Work to complete: Set down each entry from the block beneath, exactly as written.

Source data:

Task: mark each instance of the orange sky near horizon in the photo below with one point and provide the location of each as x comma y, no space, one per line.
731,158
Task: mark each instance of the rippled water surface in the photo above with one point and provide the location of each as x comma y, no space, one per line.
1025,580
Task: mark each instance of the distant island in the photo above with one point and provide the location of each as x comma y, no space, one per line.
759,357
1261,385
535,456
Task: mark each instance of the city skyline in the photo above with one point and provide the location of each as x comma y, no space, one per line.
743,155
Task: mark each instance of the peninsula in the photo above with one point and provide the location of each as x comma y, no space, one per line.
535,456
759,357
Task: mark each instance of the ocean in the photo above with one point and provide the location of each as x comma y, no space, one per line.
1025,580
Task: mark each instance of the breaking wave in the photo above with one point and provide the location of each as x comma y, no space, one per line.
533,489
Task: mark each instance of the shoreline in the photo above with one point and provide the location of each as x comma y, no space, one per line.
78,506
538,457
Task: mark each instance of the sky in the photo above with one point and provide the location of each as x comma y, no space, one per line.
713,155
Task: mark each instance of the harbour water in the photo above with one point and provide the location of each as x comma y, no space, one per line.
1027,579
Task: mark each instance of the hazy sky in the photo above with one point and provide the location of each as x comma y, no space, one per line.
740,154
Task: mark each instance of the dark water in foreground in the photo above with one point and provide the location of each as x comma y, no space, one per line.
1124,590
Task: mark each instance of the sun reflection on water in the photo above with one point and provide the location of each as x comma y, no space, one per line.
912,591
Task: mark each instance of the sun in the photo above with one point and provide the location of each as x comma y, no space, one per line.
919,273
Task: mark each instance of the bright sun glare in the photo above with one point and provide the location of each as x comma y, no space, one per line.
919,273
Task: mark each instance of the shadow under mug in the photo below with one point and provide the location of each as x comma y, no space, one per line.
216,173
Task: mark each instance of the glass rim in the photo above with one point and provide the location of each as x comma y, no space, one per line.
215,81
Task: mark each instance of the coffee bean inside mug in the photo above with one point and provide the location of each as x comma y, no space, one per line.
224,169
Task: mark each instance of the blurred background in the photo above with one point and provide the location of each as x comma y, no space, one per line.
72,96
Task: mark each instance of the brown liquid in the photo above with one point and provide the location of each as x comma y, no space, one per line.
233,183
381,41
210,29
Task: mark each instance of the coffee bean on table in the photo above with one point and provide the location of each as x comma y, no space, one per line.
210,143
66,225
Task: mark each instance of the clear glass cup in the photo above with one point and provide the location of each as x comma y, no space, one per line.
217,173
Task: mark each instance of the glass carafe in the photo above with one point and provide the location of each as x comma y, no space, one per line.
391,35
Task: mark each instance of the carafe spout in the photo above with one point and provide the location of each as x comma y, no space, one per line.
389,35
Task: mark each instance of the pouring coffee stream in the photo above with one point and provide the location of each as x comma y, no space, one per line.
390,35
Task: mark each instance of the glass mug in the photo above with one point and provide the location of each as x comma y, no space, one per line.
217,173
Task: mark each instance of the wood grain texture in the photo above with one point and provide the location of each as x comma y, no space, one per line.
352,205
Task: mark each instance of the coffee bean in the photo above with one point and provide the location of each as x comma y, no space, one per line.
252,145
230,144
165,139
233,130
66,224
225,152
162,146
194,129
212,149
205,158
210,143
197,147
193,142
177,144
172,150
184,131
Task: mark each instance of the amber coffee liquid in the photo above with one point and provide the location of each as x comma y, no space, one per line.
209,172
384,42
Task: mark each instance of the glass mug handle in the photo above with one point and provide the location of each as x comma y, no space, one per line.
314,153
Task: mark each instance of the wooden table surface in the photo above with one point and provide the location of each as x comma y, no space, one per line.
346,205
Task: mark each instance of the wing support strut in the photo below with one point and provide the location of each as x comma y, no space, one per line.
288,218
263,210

Exercise response:
Task: mark each instance of the orange sky near horizon in the photo below with one point and provide the location of each as x comma y, no space, one per line.
731,158
Task: mark each instance of the rippled water surface in the photo above with one point and provide the location of each as x comma y, no space, one per line.
1025,580
Task: mark each instance of the distant island in the photo above with one point and provide the location of each as x comma y, no space, one per line.
759,357
1261,385
535,456
Task: mark each instance of the city skyline in the photo above with one point and provide the location of each as x comma y, no space, one per line.
743,155
Task: mark each instance of the peninsula in the photo above with one point and provide the location of each as x comma y, no space, one per line.
535,456
759,357
Task: mark each instance of the ocean in the photo above with one point and provide the location of each as x comma y, no space, one per line.
1025,580
Task: mark each instance of the breaking wave in the photo above with one point and provide the location of each as x comma y, no space, one per line.
533,489
Task: mark each instance of the shoreline in the photo above with one point and provide the location of each as x comma y, no space, one per line.
78,506
538,457
Task: mark each instance of the sky in the photo above with one point and provide the location of each as x comma y, no space, one per line.
713,155
Task: mark each instance of the harbour water in the photo above with one point and provide the location of each as x comma y, no space, one per line.
1027,579
Task: mark each instance of the hazy sky in the photo above with one point and provide the location of each as x comma y, no space, one per line.
740,154
Task: mark each instance of the dark water in foreground in the photo above with one point and provide the location of each as x comma y, no space, one per line.
1124,590
Task: mark each instance of the sun reflection on water in the photo above with one point and provide the location of each as x comma y, no space, one per line.
912,591
Task: mark each instance of the sun in the photo above with one point and provide the location of each as x comma y, no space, one per line.
919,273
Task: mark each instance of the bright sun glare in the photo above with one point and provide the location of each as x comma y, no space, one per line.
919,273
Task: mark each instance of the shadow under mug in the photo below with one point and provide the location of each as x comma y, no space, one per line.
216,173
Task: mark each instance of the glass rim in the photo above with one point and provide the location of each as x comma y, no space, one per line.
215,81
Task: mark each instance of the coffee bean inside mug in the photo above with one point and provide the location of each as x comma y, no space, one per line.
224,169
Task: mark each instance of the blurred background in the photo above with one point and provide the location of each as x comma y, no space, one per line.
72,96
Task: mark each instance of the brown liquid in the photo above with one point and provide the location of each as x comma y, no space, one per line.
233,183
381,41
210,29
Task: mark each instance of the coffee bean on table in the photo above with one point and provide the location of each as x comma y, no space, one per line.
210,143
66,225
Task: mark each instance of the clear glass cup in the photo above with one point and provide the location of each as x comma y, no space, one per line.
217,173
Task: mark each instance of the glass carafe in the photo above with one point and provide the location of each as x comma y, no space, one per line.
391,35
Task: mark each instance of the carafe spout in the photo above with one point and provide the location of each as x comma y, no space, one per line.
389,35
Task: mark each instance of the pouring coffee stream in the photo above with one point and provide the location of each as x comma y, no space, one per line.
390,35
Task: mark each instance of the glass mug in the photo above with one point and provide the location of each as x comma y, no space, one per line.
217,173
Task: mark each instance of the wood grain texture in the photo above with one point and provide the location of each as x comma y, no space, one per line.
352,205
Task: mark each instance of the coffee bean in the photo above with one point and provide the location of each as x comma y, no space, one per line.
252,145
230,144
165,139
233,130
66,224
225,152
162,146
194,129
212,149
205,158
210,143
197,147
193,142
177,144
172,150
184,131
Task: mark each instance of the amber coffee liquid in the photo above with one point and provide the location of each as x comma y, no space, one per line.
209,172
384,42
Task: mark each instance of the glass mug handle in the photo above with one point and provide the location of each as x comma y, no space, one per line.
314,153
Task: mark each instance of the wooden table surface in the photo above with one point and provide the location of each as x comma y, no space, one per line.
346,205
Task: mark each instance of the wing support strut in the photo below with one point and provide the location of each as x comma y, no space, one per line.
288,218
263,210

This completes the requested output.